* _INFORMATION SUPPLIED_
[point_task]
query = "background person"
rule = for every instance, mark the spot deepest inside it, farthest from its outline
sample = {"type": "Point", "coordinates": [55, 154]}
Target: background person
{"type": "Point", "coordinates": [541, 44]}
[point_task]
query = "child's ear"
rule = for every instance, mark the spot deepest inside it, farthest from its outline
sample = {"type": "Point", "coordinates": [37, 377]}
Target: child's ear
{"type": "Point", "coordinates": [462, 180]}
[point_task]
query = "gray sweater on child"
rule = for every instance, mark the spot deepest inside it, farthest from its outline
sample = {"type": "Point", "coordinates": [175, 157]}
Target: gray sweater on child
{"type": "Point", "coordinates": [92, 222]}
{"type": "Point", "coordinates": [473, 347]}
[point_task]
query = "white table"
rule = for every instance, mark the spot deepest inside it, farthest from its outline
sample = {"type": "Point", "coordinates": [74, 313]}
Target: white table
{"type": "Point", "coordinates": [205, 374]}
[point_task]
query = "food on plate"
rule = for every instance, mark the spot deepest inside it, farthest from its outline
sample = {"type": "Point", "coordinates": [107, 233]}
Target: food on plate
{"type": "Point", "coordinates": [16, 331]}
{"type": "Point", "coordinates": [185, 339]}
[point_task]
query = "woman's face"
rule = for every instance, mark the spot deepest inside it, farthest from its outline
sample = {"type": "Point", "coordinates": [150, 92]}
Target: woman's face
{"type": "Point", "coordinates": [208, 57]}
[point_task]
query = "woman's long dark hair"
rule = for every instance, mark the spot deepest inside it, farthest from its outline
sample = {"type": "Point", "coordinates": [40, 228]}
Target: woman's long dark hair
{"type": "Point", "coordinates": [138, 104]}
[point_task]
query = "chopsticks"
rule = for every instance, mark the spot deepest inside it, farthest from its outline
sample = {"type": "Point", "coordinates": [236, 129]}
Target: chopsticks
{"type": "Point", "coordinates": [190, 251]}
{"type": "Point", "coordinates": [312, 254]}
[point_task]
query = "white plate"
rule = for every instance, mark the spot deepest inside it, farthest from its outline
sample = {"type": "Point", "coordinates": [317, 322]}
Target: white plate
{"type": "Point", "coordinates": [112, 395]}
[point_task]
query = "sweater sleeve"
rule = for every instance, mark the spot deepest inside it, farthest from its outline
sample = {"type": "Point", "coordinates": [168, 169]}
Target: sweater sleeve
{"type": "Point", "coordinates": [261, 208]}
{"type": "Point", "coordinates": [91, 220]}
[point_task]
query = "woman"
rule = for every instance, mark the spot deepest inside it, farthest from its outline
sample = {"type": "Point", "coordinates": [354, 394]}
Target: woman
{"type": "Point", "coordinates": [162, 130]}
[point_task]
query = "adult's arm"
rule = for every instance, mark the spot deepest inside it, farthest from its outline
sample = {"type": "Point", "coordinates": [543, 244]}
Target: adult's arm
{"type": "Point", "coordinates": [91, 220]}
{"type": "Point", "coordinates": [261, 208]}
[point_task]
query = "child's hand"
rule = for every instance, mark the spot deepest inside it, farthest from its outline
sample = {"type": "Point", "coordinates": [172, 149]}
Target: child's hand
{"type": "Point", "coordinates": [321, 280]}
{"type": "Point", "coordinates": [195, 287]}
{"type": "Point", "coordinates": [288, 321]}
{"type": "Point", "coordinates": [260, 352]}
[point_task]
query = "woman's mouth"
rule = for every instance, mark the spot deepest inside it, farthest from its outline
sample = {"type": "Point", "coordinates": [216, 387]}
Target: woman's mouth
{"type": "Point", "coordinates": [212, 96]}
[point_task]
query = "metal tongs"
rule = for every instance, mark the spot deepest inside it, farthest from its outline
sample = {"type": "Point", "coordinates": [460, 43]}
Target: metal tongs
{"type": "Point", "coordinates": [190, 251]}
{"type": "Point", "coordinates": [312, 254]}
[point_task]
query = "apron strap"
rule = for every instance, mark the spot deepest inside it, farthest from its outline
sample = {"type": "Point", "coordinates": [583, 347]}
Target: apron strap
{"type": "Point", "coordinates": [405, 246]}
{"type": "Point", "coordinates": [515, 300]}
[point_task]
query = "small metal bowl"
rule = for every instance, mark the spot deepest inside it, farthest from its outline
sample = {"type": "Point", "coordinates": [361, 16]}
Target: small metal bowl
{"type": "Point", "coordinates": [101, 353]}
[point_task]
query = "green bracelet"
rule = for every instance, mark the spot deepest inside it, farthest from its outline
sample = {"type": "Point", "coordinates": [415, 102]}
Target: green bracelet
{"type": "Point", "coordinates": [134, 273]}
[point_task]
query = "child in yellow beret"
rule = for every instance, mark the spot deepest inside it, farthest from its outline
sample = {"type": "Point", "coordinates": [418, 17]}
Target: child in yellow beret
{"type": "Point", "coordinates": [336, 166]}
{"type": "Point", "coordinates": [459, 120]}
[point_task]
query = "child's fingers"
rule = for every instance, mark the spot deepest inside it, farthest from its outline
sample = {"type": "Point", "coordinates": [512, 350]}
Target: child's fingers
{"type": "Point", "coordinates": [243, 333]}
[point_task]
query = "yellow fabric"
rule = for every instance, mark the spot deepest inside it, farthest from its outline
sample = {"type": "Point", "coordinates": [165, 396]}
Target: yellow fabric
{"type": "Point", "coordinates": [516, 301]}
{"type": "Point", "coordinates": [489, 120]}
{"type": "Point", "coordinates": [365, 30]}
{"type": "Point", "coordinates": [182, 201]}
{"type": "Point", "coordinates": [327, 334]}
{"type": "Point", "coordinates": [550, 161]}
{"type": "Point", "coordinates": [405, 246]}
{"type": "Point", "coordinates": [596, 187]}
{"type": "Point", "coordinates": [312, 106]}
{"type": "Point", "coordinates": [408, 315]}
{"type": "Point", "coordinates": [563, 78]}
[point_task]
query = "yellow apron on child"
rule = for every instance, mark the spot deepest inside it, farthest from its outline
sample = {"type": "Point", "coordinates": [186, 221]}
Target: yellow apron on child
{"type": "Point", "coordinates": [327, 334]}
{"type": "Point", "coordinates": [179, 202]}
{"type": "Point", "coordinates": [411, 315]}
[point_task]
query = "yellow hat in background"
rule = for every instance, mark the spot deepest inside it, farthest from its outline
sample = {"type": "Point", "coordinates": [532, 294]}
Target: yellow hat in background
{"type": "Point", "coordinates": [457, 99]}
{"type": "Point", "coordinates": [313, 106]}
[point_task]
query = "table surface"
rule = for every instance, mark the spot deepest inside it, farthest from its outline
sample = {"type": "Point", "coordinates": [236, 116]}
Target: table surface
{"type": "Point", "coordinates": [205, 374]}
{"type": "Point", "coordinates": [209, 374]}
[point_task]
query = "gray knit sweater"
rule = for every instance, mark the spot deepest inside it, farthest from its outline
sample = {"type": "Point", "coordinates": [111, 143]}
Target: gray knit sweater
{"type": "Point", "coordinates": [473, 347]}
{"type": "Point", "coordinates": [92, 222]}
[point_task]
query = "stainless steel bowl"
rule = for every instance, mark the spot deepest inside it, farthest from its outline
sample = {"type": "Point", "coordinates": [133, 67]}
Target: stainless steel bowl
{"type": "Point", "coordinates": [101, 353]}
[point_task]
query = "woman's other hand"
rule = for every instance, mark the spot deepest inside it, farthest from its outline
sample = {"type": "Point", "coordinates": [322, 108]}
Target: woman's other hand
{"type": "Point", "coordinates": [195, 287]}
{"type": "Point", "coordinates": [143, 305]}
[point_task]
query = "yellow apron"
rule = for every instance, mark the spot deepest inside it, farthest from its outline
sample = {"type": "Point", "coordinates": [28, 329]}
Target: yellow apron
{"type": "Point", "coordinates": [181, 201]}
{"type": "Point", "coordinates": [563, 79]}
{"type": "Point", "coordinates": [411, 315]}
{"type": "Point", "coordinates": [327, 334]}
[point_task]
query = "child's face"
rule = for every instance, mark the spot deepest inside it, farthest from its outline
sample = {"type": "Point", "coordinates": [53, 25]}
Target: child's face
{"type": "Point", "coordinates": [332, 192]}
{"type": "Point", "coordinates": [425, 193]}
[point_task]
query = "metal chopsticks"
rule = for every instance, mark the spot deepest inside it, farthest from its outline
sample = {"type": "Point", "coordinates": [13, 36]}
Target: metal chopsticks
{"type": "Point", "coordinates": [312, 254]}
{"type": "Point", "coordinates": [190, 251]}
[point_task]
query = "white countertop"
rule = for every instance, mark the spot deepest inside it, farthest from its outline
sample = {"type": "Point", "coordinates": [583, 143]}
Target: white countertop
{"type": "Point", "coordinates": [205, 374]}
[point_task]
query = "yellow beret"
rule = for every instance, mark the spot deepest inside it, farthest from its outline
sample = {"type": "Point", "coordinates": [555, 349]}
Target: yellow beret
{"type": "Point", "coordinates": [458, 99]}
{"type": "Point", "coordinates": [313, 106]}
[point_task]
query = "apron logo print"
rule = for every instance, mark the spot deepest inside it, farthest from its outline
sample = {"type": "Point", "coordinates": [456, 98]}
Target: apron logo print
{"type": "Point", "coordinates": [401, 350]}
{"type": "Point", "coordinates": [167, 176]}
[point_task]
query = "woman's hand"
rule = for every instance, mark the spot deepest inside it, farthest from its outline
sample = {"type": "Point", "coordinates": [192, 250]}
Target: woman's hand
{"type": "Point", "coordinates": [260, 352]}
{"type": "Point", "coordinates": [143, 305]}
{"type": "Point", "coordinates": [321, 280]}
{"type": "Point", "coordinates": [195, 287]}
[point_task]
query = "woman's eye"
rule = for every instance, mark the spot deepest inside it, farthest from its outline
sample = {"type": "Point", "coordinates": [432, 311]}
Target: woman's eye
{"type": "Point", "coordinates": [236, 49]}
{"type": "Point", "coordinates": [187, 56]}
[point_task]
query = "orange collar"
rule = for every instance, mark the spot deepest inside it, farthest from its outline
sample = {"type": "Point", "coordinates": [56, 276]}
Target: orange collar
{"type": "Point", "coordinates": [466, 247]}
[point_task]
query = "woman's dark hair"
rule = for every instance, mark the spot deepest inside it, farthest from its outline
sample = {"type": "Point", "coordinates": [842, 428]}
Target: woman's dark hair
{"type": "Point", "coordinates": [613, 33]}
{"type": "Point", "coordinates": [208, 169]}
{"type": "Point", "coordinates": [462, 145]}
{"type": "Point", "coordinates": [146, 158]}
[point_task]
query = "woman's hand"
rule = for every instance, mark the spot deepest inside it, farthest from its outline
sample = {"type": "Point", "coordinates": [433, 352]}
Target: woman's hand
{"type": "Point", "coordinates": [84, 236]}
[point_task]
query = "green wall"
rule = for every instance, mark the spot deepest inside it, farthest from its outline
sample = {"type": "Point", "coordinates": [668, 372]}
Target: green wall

* _WHAT THE EXERCISE ASKS_
Return every line of the material above that contains the string "long".

* _REPLY TO THE TASK_
query = "woman's long dark hair"
Target: woman's long dark hair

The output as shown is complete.